**** Input ****

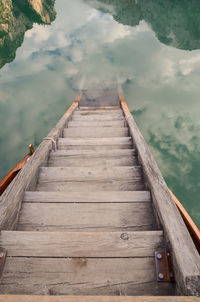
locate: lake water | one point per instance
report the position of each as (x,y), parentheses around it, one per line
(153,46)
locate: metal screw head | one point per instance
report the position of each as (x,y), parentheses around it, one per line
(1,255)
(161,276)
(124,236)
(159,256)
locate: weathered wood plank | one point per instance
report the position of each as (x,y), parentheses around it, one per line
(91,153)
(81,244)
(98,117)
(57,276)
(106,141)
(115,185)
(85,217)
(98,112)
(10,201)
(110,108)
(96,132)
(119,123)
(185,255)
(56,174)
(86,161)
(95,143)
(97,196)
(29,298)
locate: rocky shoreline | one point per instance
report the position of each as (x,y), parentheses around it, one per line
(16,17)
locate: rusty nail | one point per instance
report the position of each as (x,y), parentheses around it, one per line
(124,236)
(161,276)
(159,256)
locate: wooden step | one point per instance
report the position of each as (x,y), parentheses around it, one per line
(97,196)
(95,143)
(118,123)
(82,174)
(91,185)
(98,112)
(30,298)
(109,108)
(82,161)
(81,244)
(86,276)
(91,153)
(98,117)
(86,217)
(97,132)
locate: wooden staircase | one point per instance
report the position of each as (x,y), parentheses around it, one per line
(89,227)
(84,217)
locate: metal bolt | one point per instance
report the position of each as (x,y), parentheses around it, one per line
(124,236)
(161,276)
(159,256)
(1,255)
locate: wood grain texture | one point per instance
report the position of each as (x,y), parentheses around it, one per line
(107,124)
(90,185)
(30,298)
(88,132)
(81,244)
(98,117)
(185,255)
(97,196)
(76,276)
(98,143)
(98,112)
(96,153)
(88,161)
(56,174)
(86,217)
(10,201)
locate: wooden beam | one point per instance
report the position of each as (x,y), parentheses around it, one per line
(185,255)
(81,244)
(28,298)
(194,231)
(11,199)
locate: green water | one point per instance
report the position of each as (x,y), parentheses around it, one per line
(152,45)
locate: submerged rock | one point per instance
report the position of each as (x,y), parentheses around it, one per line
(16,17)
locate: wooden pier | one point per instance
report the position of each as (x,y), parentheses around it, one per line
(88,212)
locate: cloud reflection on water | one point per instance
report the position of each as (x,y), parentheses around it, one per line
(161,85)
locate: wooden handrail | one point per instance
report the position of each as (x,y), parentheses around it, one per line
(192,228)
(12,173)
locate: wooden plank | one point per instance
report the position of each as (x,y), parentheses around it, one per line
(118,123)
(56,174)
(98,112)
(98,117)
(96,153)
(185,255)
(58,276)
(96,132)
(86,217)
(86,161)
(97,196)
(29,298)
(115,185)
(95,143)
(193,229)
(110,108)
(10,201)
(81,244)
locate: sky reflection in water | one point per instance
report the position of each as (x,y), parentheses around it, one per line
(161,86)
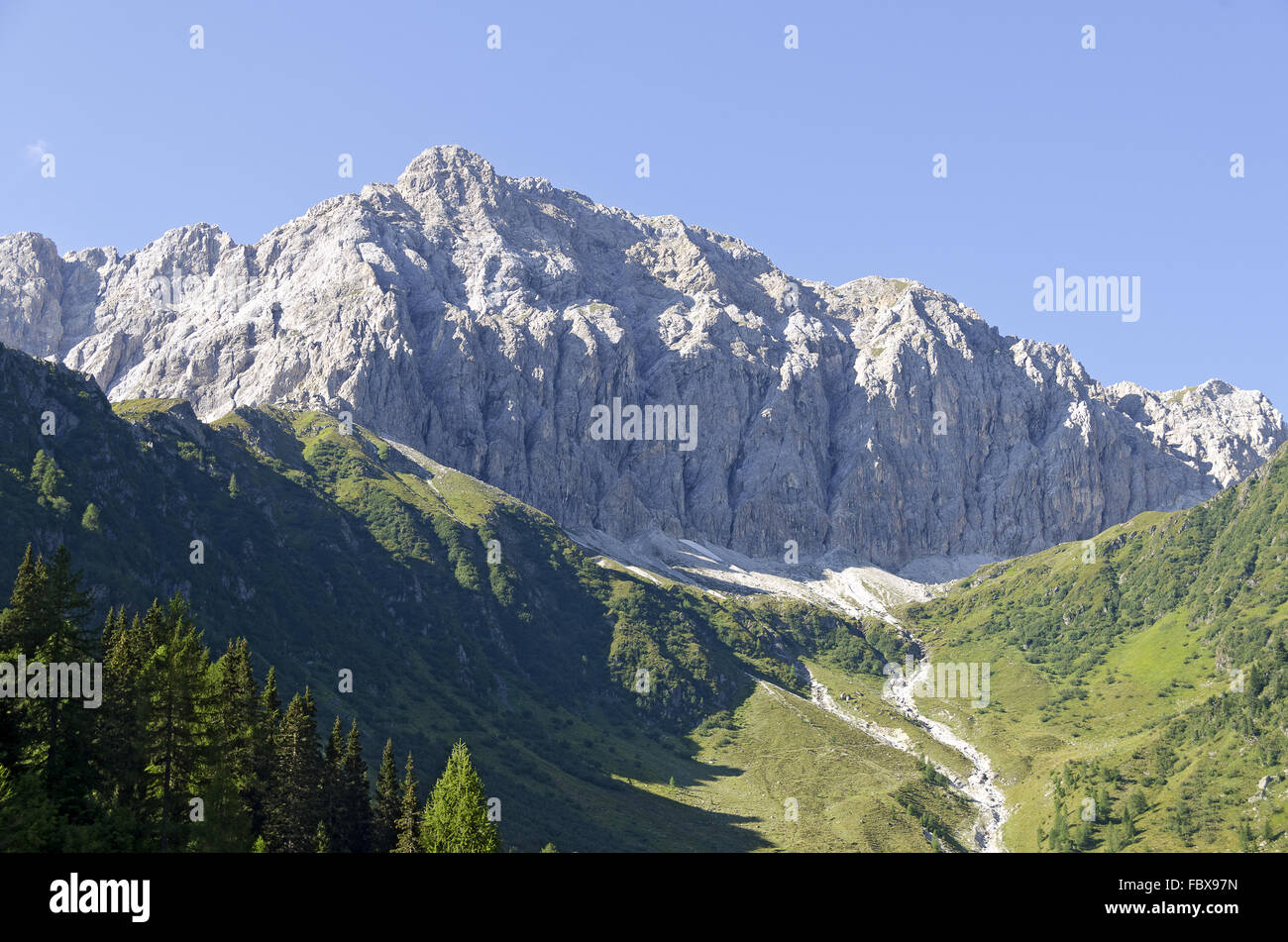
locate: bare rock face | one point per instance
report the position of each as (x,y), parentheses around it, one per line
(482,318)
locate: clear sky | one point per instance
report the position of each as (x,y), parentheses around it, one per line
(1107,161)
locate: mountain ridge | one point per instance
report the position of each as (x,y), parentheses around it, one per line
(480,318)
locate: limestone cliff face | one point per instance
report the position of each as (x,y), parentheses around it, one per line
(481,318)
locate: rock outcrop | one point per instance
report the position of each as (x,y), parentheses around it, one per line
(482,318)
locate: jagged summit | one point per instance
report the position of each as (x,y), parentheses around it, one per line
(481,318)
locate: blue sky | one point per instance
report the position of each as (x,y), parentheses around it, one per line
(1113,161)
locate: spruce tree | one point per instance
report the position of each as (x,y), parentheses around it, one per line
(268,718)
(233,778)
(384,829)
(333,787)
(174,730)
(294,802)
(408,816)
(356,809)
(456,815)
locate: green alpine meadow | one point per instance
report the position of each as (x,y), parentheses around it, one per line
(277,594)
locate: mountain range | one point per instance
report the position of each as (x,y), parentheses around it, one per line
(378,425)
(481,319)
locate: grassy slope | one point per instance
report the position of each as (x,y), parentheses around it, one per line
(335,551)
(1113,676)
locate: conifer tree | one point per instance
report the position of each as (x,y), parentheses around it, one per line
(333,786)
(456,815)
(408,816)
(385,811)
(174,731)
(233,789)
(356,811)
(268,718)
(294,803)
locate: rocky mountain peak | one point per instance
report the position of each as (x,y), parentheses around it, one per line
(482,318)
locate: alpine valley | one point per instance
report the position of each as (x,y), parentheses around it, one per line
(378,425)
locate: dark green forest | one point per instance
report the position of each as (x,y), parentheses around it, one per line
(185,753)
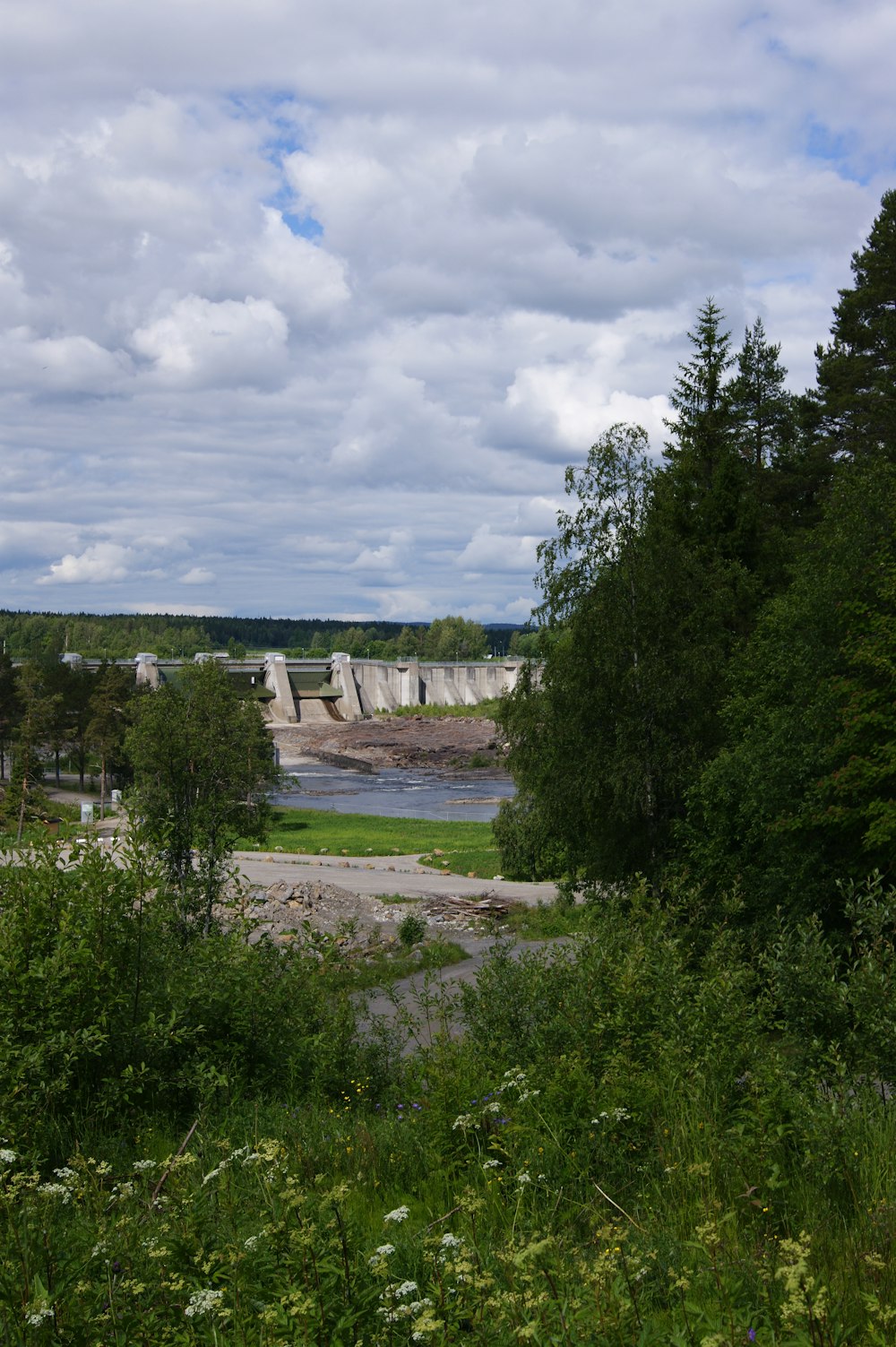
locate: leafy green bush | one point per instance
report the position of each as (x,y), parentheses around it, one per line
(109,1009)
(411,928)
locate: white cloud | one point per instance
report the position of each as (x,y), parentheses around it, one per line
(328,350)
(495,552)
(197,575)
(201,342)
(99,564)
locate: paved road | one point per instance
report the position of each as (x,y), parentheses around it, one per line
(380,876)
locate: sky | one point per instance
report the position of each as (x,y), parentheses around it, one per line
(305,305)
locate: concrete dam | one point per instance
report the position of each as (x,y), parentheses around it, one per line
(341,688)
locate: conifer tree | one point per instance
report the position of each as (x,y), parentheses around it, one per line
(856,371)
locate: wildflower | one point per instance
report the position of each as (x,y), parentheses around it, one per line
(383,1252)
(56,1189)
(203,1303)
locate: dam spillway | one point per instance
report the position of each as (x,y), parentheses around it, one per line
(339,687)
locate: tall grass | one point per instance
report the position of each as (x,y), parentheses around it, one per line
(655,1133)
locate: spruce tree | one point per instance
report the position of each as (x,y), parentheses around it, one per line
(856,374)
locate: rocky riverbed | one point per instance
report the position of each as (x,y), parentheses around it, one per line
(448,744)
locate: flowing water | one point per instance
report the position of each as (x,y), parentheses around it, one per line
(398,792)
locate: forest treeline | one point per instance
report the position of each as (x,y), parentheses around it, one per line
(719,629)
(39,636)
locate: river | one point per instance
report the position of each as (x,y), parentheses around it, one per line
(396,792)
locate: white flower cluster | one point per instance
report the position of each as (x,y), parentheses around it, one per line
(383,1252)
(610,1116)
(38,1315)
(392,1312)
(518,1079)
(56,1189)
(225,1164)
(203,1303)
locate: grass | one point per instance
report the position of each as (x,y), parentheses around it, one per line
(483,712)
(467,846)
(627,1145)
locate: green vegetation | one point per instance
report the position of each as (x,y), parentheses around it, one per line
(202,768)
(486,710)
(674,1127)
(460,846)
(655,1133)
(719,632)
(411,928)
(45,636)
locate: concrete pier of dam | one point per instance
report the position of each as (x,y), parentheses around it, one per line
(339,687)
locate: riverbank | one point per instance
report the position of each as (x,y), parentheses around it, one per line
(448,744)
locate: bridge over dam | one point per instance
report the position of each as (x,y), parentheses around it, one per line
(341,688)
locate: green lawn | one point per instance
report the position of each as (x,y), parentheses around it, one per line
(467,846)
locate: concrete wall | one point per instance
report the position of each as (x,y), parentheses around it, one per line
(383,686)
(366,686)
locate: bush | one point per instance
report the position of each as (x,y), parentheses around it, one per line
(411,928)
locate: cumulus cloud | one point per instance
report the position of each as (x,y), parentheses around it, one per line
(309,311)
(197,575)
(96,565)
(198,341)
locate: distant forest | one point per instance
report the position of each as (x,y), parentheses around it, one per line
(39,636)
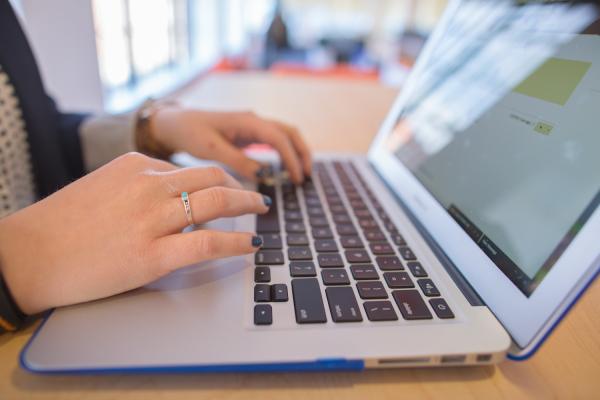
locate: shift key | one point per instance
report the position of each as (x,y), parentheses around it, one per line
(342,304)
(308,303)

****

Repeat the listing verbatim. Skip the pictures.

locate: lake water | one point per instance
report the position of each as (x,y), parentheses around it, one per line
(153,46)
locate: metal screw head | one point per instance
report the position of each as (x,y), parentheses around it, one per line
(1,255)
(161,276)
(124,236)
(159,256)
locate: weathered wood plank | one point per instance
report the position of each as (x,y), parentheses around it, one per line
(91,153)
(81,244)
(98,117)
(57,276)
(106,141)
(115,185)
(85,217)
(98,112)
(10,201)
(110,108)
(96,132)
(119,123)
(185,255)
(56,174)
(86,161)
(95,143)
(97,196)
(29,298)
locate: rocky shoreline | one point per instance
report the position of each as (x,y), parentheses around it, one per line
(16,17)
locate: rusty nail | one point per instance
report the position of each as (x,y), parentheses around it, one per line
(124,236)
(161,276)
(159,256)
locate: wooden step | one point per instance
report the position of each as (x,y), parentheses around it, one per line
(97,196)
(95,143)
(118,123)
(82,174)
(91,185)
(98,112)
(30,298)
(109,108)
(82,161)
(81,244)
(86,276)
(91,153)
(98,117)
(86,217)
(97,132)
locate: wooden staircase | one point per instance
report the position of each as (x,y), parentheses around it, one per line
(89,227)
(84,217)
locate: metal bolt | one point per instance
report the position of each as (x,y), parentheses around it, one per line
(124,236)
(161,276)
(159,256)
(1,255)
locate: wood grain texture | one point per instance
report the position of each as (x,y), parentheses around it, one per line
(107,124)
(90,185)
(30,298)
(88,132)
(81,244)
(98,117)
(185,255)
(97,196)
(76,276)
(98,143)
(98,112)
(96,153)
(88,161)
(56,174)
(86,217)
(10,201)
locate: wooden beam | one point per instance
report the position of each as (x,y), parentheses around it, one per line
(185,255)
(81,244)
(28,298)
(194,231)
(11,199)
locate: green water | one point per instance
report the position of each as (x,y), parentheses around it, one per line
(152,45)
locate: submerged rock | one point per instance
report the position of each as (x,y), parentheses around it, one per line
(16,17)
locate: wooden pier | one point per instance
report the position of each as (x,y), parentheses around it, one per line
(88,212)
locate: cloud reflection on water | one point per instance
report the position of each as (x,y), parentheses around it, one per line
(161,85)
locate: wooden handrail | one point per instance
report the position of each as (x,y), parentheses around it, one per line
(192,228)
(12,173)
locate: wooden plank | one point per instance
report the position of each as (x,y), parentheses around it, one per line
(118,123)
(56,174)
(98,112)
(98,117)
(96,153)
(185,255)
(58,276)
(96,132)
(86,217)
(86,161)
(97,196)
(29,298)
(115,185)
(95,143)
(193,229)
(110,108)
(10,201)
(81,244)
locate: sky reflection in water | one point per instance
report the position of each as (x,y), parentheses around it, one per line
(161,86)
locate: bare rock face | one point per instance
report the position of each as (x,y), parentheses around it, one per line
(482,318)
locate: clear sky | one point per instance
report the position of each as (x,y), parentheses around it, one per line
(1107,161)
locate: mountain ridge | one point per instance
report the position of each as (x,y), parentheses around it, one per line
(480,318)
locate: limestone cliff face | one point per instance
report the position of each as (x,y), parentheses around it, one per line
(481,318)
locate: rock outcrop | one point per instance
report the position of each as (x,y), parentheses around it, one per line
(482,318)
locate: jagged summit | one point per instance
report the position of each as (x,y), parentheses around it, one per line
(481,318)
locate: blue sky | one point per instance
report the position of each as (x,y), parentheses around it, one per line
(1113,161)
locate: spruce tree | one point per instance
report the position of each as (x,y), parentheses around it, one per line
(268,718)
(233,778)
(384,829)
(333,787)
(174,730)
(294,802)
(408,816)
(356,809)
(456,815)
locate: green alpine meadow | one point per instance
report the position of each as (x,y), parentheses around it, one per line
(277,594)
locate: mountain range | one point per instance
report the position of each as (x,y), parentheses around it, one per line
(378,425)
(481,319)
locate: grassy slope | one point per instance
report the position of each as (x,y), parentheses around it, one per line
(335,551)
(1113,676)
locate: conifer tree | one point per instance
report the position of each as (x,y), parentheses around it, one per line
(333,786)
(456,815)
(408,816)
(385,811)
(174,731)
(233,789)
(356,811)
(268,718)
(294,803)
locate: rocky mountain peak | one point per instance
report the position of each as (x,y), parentheses around it, one per line
(482,318)
locate: alpine valley | one point per instance
report the position of each as (x,y), parentheses around it, one per line
(378,425)
locate: dark green forest | one point per instance
report the position of each as (x,y), parentheses around it, one per line
(185,753)
locate: leafy green bush | one point per instance
report the position of each as (x,y), parentheses around it, one per line
(109,1009)
(411,928)
locate: white cloud | one point per instance
report the position of each as (x,y), parentheses around it, one per line
(328,350)
(495,552)
(197,575)
(201,342)
(99,564)
locate: paved road | one point per instance
report the position of each as (x,y), parentheses around it, one per line
(380,876)
locate: sky | one point per instance
report the position of each as (x,y), parentheses around it, one per line
(305,305)
locate: concrete dam | one point per instance
report the position of each as (x,y), parentheses around it, one per line
(341,688)
locate: conifer tree | one point per instance
report the position of each as (x,y), parentheses around it, one per line
(856,371)
locate: wildflower | one point per instance
report the position of each as (x,y), parentheses around it, one per line
(383,1252)
(56,1189)
(203,1303)
locate: dam spillway | one point per instance
report the position of each as (x,y), parentheses around it, one per line
(339,687)
locate: tall grass | one point per instance
report the position of each as (x,y), parentheses around it, one per line
(655,1133)
locate: spruce tree | one point per instance
report the position of each as (x,y), parentheses around it, one per line
(856,374)
locate: rocky riverbed | one point per instance
report the position of each as (x,y), parentheses around it, one per line
(448,744)
locate: flowing water | one point per instance
report the position of each as (x,y), parentheses around it, one per line
(398,792)
locate: forest treeline | one point per instance
report the position of each as (x,y), parentheses around it, one per line
(719,629)
(39,636)
locate: river | one point per instance
report the position of each as (x,y), parentheses around it, one per line
(396,792)
locate: white flower cluster | one point per instance
report the position of each as (x,y), parentheses around it, one per line
(383,1252)
(610,1116)
(38,1315)
(392,1312)
(518,1079)
(56,1189)
(225,1164)
(203,1303)
locate: grass | one point per instance
report the position of each as (x,y), parentheses around it, one per line
(483,712)
(467,846)
(627,1145)
locate: green vegetation | one point per instance
report the position of each as (x,y), parentheses around it, one per line
(202,768)
(486,710)
(674,1127)
(460,846)
(655,1133)
(719,632)
(411,928)
(45,636)
locate: concrete pier of dam | one point per instance
report the position of each as (x,y), parentheses around it, one per line
(339,687)
locate: riverbank | one point per instance
report the position of each as (x,y), parentheses around it, one per line
(448,744)
locate: bridge over dam | one point per instance
report the position of each as (x,y), parentheses around it, one per line
(341,688)
locate: green lawn | one point per instance
report the position of each as (x,y), parentheses around it, one per line
(467,846)
locate: concrete wall | one point per instance
report the position of each as (x,y), parentheses around it, one per line
(383,686)
(366,686)
locate: bush | one point per instance
report the position of each as (x,y), parentheses around it, one per line
(411,928)
locate: cumulus cloud | one point per instance
report the position of each as (x,y), parentheses around it, one per line
(309,311)
(197,575)
(96,565)
(198,341)
locate: distant forest | one point per instance
report the position of each as (x,y), parentheses around it, one per line
(39,636)
locate: shift key | one point per instance
report the position of each as (x,y), parentheses around it, one per line
(342,304)
(308,303)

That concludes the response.